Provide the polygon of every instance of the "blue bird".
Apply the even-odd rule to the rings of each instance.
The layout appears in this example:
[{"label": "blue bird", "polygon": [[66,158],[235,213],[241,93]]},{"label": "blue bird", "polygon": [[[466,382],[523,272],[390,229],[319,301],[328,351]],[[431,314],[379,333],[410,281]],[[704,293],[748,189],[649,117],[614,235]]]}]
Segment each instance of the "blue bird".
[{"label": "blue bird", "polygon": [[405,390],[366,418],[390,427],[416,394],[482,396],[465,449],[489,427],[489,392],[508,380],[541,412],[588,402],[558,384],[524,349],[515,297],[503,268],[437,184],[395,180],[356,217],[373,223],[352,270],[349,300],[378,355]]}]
:::
THE TASK :: Lay out every row above as a two-column CSV with the headers instruction and output, one line per row. Put its text in the first field and its answer in the second, quote each field, and replace line breaks with spaces.

WRITTEN RESPONSE ::
instruction,output
"Provide the polygon of every instance of the ""blue bird"". Apply the even-odd rule to the rings of each instance. The layout appears in this example: [{""label"": ""blue bird"", ""polygon"": [[66,158],[235,213],[241,93]]},{""label"": ""blue bird"", ""polygon"": [[[466,382],[523,272],[390,229],[319,301],[328,351]],[[431,314],[379,333],[410,281]],[[704,293],[748,189],[649,117],[614,235]]]}] Segment each instance of the ""blue bird"".","[{""label"": ""blue bird"", ""polygon"": [[405,390],[366,418],[390,427],[416,394],[482,396],[465,449],[489,427],[489,392],[508,380],[541,412],[588,402],[558,384],[524,349],[515,297],[503,268],[437,184],[395,180],[356,217],[373,223],[352,270],[349,300],[378,355]]}]"